REQUIREMENTS
Reproduce each of the following entries word for word, leaving out the pictures.

RECORD EXCERPTS

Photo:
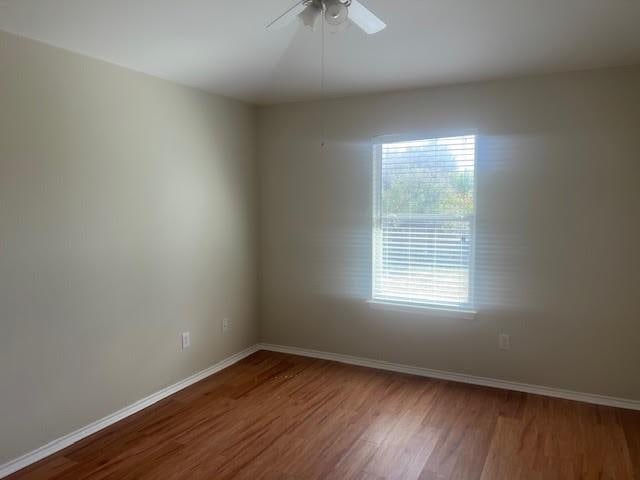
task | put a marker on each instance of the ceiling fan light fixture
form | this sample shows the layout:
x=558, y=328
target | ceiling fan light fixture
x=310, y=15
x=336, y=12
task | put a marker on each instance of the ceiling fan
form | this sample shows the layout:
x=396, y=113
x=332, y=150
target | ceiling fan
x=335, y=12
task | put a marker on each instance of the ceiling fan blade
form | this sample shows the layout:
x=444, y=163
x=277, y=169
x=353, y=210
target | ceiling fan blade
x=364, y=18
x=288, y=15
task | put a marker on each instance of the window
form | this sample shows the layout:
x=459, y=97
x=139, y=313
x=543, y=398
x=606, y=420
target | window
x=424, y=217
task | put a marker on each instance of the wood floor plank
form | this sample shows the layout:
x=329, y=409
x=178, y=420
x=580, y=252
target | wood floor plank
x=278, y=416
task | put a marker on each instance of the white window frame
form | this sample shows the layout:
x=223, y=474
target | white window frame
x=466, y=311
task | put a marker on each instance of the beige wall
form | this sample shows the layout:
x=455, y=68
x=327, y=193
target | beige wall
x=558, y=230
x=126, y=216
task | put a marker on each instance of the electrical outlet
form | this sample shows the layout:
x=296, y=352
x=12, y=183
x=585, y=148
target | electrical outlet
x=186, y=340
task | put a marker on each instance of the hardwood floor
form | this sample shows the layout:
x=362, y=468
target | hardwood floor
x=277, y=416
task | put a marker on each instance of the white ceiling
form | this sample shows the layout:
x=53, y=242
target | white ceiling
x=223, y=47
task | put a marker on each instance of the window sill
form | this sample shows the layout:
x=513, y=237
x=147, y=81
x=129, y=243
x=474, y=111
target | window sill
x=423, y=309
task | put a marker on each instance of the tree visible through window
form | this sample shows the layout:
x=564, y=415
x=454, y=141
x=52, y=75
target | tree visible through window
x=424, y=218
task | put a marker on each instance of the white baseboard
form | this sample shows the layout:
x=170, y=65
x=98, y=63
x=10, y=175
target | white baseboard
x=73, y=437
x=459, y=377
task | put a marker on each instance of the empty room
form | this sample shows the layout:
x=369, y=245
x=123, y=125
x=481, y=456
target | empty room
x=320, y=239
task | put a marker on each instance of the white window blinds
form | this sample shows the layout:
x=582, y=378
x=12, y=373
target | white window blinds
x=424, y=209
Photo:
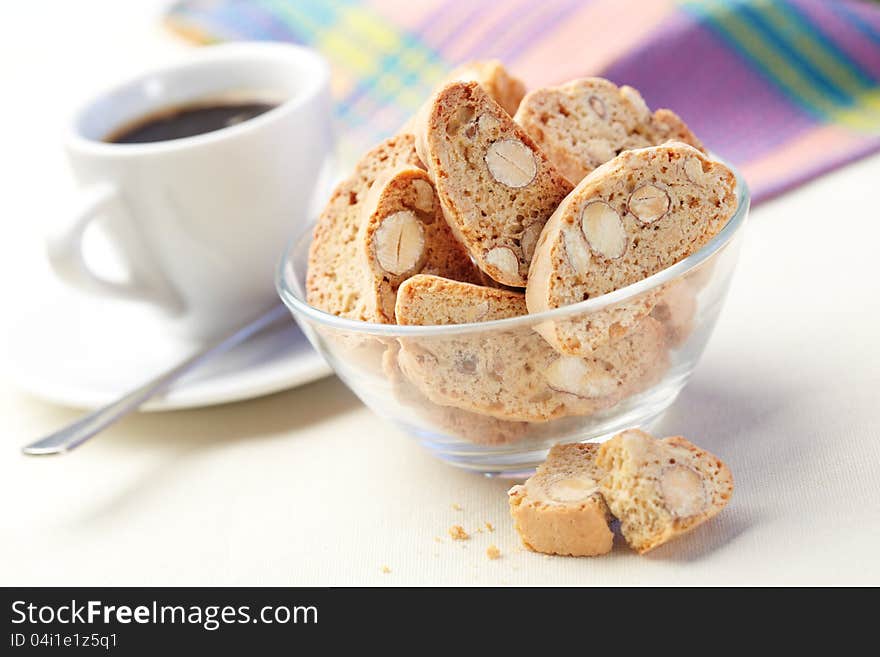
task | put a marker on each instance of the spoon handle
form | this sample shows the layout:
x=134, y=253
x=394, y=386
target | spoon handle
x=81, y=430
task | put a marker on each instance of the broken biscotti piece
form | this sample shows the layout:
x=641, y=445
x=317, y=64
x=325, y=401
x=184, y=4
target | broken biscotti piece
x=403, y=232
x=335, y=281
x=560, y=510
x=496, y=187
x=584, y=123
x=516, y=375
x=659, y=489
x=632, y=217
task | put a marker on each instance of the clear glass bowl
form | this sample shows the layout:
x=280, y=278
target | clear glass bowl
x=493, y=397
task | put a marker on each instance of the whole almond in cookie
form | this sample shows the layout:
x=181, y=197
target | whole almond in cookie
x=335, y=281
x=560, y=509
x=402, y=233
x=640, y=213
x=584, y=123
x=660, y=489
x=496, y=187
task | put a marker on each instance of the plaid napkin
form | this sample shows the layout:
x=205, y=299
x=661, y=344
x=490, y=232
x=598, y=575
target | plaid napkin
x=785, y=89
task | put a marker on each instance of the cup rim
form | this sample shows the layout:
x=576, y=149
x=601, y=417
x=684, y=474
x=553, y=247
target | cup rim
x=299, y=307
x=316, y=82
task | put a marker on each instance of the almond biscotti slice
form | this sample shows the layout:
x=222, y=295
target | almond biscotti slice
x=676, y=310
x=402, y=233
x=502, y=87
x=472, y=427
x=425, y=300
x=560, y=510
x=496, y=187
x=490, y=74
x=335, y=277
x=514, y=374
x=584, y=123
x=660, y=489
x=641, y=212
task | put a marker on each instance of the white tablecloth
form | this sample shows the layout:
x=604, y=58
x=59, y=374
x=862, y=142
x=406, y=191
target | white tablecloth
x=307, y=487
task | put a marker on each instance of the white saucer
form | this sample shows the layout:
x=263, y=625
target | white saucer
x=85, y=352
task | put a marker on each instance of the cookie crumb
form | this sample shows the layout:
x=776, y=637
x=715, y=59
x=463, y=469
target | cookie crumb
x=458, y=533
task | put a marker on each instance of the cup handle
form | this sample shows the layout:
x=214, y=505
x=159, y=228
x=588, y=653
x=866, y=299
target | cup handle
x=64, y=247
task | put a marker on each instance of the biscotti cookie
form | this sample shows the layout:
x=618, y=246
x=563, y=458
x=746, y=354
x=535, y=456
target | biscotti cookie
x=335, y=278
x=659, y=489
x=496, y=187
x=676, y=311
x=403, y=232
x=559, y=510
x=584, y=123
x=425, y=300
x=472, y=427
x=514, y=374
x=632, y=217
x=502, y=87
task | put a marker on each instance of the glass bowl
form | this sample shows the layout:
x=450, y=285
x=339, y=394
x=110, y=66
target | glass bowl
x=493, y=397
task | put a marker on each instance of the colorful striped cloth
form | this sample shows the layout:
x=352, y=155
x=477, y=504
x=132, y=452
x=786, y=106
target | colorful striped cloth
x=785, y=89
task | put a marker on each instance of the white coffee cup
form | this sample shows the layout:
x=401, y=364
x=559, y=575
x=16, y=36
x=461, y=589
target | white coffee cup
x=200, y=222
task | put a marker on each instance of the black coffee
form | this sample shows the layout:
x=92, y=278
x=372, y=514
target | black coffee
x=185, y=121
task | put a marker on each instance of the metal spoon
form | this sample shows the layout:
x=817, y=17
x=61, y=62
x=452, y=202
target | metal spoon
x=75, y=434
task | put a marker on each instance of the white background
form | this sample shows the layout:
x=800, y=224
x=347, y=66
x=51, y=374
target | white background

OUTPUT FOR THIS EXERCISE
Photo:
task | put a marker on each instance of the ceiling fan light fixture
form | this sample shows the layout:
x=558, y=328
target | ceiling fan light fixture
x=310, y=15
x=336, y=12
task | put a marker on each instance of the ceiling fan
form | this sample shows the layout:
x=396, y=113
x=332, y=150
target | ceiling fan
x=335, y=12
task | put a marker on each instance of the ceiling fan blade
form | this sample shows the layout:
x=444, y=163
x=277, y=169
x=353, y=210
target | ceiling fan blade
x=364, y=18
x=288, y=15
task | put a marker on each instance of the window
form | this sample shows the layout:
x=459, y=97
x=139, y=313
x=543, y=398
x=606, y=420
target | window
x=424, y=217
task | put a marker on each instance of the wood floor plank
form | this sample shows the layout:
x=329, y=409
x=178, y=420
x=580, y=252
target | wood floor plank
x=278, y=416
task | put a marker on each instance of the white window frame
form | this sample shows the layout:
x=223, y=474
target | white window frame
x=466, y=311
task | put a marker on each instance of the beige wall
form | this sample shows the layout:
x=455, y=68
x=327, y=193
target | beige wall
x=558, y=230
x=126, y=216
task | put a marker on each instance of the electrical outlet
form | this sample shows the layout:
x=296, y=352
x=12, y=183
x=585, y=148
target | electrical outlet
x=186, y=340
task | put a marker on each instance of the hardwood floor
form | this sample shows the layout:
x=362, y=468
target | hardwood floor
x=277, y=416
task | put a marker on each instance of the white ceiling
form | this sample shows the layout:
x=53, y=242
target | white ceiling
x=223, y=47
task | put a marker on each instance of the window sill
form | this sample shows the layout:
x=513, y=237
x=147, y=81
x=129, y=243
x=474, y=111
target | window sill
x=423, y=309
task | put a marker on each instance of the tree visible through window
form | this sample shows the layout:
x=564, y=415
x=454, y=141
x=52, y=75
target | tree visible through window
x=424, y=218
task | put a marker on each instance of the white baseboard
form | this sample shows the layout:
x=170, y=65
x=98, y=63
x=10, y=175
target | white baseboard
x=73, y=437
x=459, y=377
task | put a marker on each instance of the empty room
form | this sample shows the layout:
x=369, y=245
x=123, y=125
x=481, y=456
target | empty room
x=320, y=239
task | put a marker on each instance of the white window blinds
form | this sample shows the layout:
x=582, y=378
x=12, y=373
target | white window blinds
x=424, y=209
Photo:
task | put a marker on each instance of the spoon handle
form | this sample shows the layout:
x=134, y=253
x=394, y=386
target | spoon handle
x=81, y=430
task | put a marker on each instance of the broken biscotti piece
form | this sample shows the layout:
x=641, y=445
x=317, y=64
x=325, y=401
x=184, y=4
target | broken biscotti piece
x=403, y=232
x=335, y=281
x=560, y=510
x=496, y=187
x=584, y=123
x=516, y=375
x=659, y=489
x=632, y=217
task | put a marker on each instance of the clear glass bowl
form | this sample shows the layout:
x=280, y=278
target | clear glass bowl
x=493, y=397
task | put a marker on each instance of the whole almond in cookie
form | this sample shows the layout:
x=181, y=197
target | whole almond in cookie
x=335, y=281
x=560, y=509
x=402, y=233
x=640, y=213
x=584, y=123
x=660, y=489
x=496, y=187
task | put a marker on each instance of the plaid napkin
form | this sample shows the layout:
x=205, y=299
x=661, y=344
x=490, y=232
x=598, y=575
target | plaid napkin
x=785, y=89
task | put a marker on each instance of the cup rim
form | this sample shows the layout:
x=576, y=149
x=601, y=417
x=684, y=474
x=553, y=247
target | cup rim
x=299, y=307
x=316, y=82
task | put a marker on each instance of the almond biscotti slice
form | this sample shows the layout:
x=222, y=295
target | almond biscotti slice
x=676, y=310
x=402, y=233
x=502, y=87
x=472, y=427
x=425, y=300
x=560, y=510
x=496, y=187
x=490, y=74
x=335, y=277
x=514, y=374
x=584, y=123
x=660, y=489
x=641, y=212
task | put a marker on each instance of the white tablecloth
form | this sample shows the layout:
x=604, y=58
x=59, y=374
x=862, y=142
x=406, y=191
target | white tablecloth
x=307, y=487
task | put a marker on each instance of the white saucer
form | this sample shows the layout:
x=263, y=625
target | white saucer
x=85, y=352
task | put a marker on each instance of the cookie crumb
form | this sample shows the layout:
x=776, y=637
x=715, y=59
x=463, y=469
target | cookie crumb
x=458, y=533
task | put a marker on each instance of the cup handle
form | this sample shows the layout:
x=214, y=505
x=159, y=228
x=588, y=653
x=866, y=299
target | cup handle
x=64, y=247
task | put a marker on each instance of the biscotti cookie
form | this sample shows the layout:
x=618, y=246
x=563, y=458
x=746, y=354
x=535, y=456
target | biscotti cookie
x=335, y=278
x=659, y=489
x=496, y=187
x=676, y=311
x=403, y=232
x=559, y=510
x=584, y=123
x=425, y=300
x=472, y=427
x=514, y=374
x=632, y=217
x=502, y=87
task | put a marker on each instance of the glass bowl
form | this sample shows the layout:
x=450, y=285
x=339, y=394
x=110, y=66
target | glass bowl
x=493, y=397
task | put a marker on each instance of the colorful striped cloth
form | this sample shows the layout:
x=352, y=155
x=477, y=504
x=132, y=452
x=786, y=106
target | colorful striped cloth
x=785, y=89
task | put a marker on each instance of the white coffee cup
form | this sample shows the layout:
x=401, y=364
x=559, y=575
x=16, y=36
x=461, y=589
target | white coffee cup
x=200, y=222
task | put a marker on each instance of the black coffee
form | this sample shows the layout:
x=92, y=278
x=372, y=514
target | black coffee
x=185, y=121
task | put a marker on each instance of the metal spoon
form | this sample shows the layout:
x=817, y=17
x=61, y=62
x=452, y=202
target | metal spoon
x=75, y=434
task | put a marker on each instance of the white background
form | this sample shows the layout:
x=800, y=224
x=347, y=66
x=51, y=374
target | white background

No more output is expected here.